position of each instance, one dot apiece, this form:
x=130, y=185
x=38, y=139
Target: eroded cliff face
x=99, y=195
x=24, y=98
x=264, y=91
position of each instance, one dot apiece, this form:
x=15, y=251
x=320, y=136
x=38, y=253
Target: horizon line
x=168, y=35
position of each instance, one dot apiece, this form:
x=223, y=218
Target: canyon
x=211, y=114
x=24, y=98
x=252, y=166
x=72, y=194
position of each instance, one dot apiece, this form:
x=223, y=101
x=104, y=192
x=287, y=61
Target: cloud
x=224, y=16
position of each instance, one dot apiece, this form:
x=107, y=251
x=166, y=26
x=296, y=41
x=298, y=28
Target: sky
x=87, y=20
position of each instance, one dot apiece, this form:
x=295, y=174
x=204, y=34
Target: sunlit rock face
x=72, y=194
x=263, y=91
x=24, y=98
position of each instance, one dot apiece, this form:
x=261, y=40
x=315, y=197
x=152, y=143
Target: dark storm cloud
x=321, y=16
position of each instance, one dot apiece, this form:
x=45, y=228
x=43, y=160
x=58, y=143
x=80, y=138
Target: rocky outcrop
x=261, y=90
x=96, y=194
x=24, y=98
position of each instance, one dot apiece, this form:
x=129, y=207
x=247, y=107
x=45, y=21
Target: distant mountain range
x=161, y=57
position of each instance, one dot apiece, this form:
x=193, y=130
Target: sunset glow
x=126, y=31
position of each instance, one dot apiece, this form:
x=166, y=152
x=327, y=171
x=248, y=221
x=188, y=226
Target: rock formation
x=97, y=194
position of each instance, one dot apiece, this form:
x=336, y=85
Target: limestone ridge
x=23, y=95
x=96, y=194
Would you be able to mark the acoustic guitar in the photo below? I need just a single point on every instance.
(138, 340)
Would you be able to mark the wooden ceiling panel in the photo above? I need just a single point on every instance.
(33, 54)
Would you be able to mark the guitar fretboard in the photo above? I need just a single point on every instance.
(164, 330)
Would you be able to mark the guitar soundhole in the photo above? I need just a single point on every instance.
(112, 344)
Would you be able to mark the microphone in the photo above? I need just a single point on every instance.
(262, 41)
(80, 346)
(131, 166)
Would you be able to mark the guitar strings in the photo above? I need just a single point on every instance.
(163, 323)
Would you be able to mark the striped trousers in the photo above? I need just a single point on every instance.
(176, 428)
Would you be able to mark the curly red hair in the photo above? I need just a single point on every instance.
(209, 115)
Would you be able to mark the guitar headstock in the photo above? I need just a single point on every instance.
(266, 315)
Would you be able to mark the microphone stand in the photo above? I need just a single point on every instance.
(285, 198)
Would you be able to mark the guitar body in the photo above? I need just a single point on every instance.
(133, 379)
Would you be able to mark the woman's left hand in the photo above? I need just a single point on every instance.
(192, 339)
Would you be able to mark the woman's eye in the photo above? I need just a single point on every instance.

++++++

Work request
The full set of records is to be written out once more, word for word.

Completed exercise
position of each instance, one dot apiece, this form:
x=130, y=185
x=38, y=139
Target: eroded cliff face
x=99, y=195
x=24, y=98
x=264, y=91
position of each instance, one dot apiece, this form:
x=15, y=251
x=320, y=136
x=38, y=253
Target: horizon line
x=168, y=35
position of each instance, one dot apiece, this form:
x=223, y=218
Target: canyon
x=211, y=114
x=24, y=98
x=252, y=166
x=72, y=194
position of each instance, one dot apiece, this form:
x=223, y=101
x=104, y=192
x=287, y=61
Target: cloud
x=224, y=16
position of each instance, one dot apiece, this form:
x=107, y=251
x=166, y=26
x=296, y=41
x=298, y=28
Target: sky
x=87, y=20
position of each instance, one dot apiece, this form:
x=295, y=174
x=204, y=34
Target: sunlit rock face
x=72, y=194
x=263, y=91
x=24, y=98
position of each instance, one dot apiece, this form:
x=261, y=40
x=315, y=197
x=152, y=143
Target: dark storm cloud
x=321, y=16
position of each instance, one dot apiece, this form:
x=45, y=228
x=43, y=160
x=58, y=143
x=80, y=138
Target: rocky outcrop
x=261, y=90
x=96, y=194
x=24, y=98
position of each instance, one dot apiece, this form:
x=129, y=207
x=247, y=107
x=45, y=21
Target: distant mountain range
x=161, y=57
position of each instance, one dot apiece, this form:
x=193, y=130
Target: sunset glow
x=126, y=31
position of each instance, one dot apiece, this form:
x=166, y=152
x=327, y=171
x=248, y=221
x=188, y=226
Target: rock formation
x=97, y=194
position of each instance, one dot apiece, this form:
x=336, y=85
Target: limestone ridge
x=23, y=95
x=96, y=194
Would you be able to mark the acoustic guitar in the photo below? I need just a single point on every instance.
(138, 340)
Would you be able to mark the wooden ceiling panel in the photo above? I need just a single point on every instance.
(33, 54)
Would you be able to mark the guitar fretboard in the photo above? I need just a single point on every instance.
(164, 330)
Would you be able to mark the guitar soundhole in the photo above? I need just a single point on every instance.
(112, 344)
Would you be able to mark the microphone in the photo above? I need just a single point on every instance.
(262, 41)
(80, 346)
(131, 166)
Would you be able to mark the guitar strings in the photo above? I need just a single point on every instance.
(163, 323)
Would you be able to mark the striped trousers in the photo above? I need just a single point on every instance.
(176, 428)
Would you be able to mark the curly red hair in the photo above? I need just a single point on every instance.
(209, 115)
Would you be able to mark the guitar headstock in the photo above? I need just a single point on every instance.
(266, 315)
Would you be able to mark the microphone stand in the photo above? I need just a single point on every instance.
(285, 198)
Would you be able to mark the guitar body in the photo above? I need just a single point on every instance.
(133, 379)
Would you be able to mark the woman's left hand in the photo above? I need just a single point on every instance.
(192, 339)
Would you be able to mark the woman's eye in the photo above? I need just a single point on every instance.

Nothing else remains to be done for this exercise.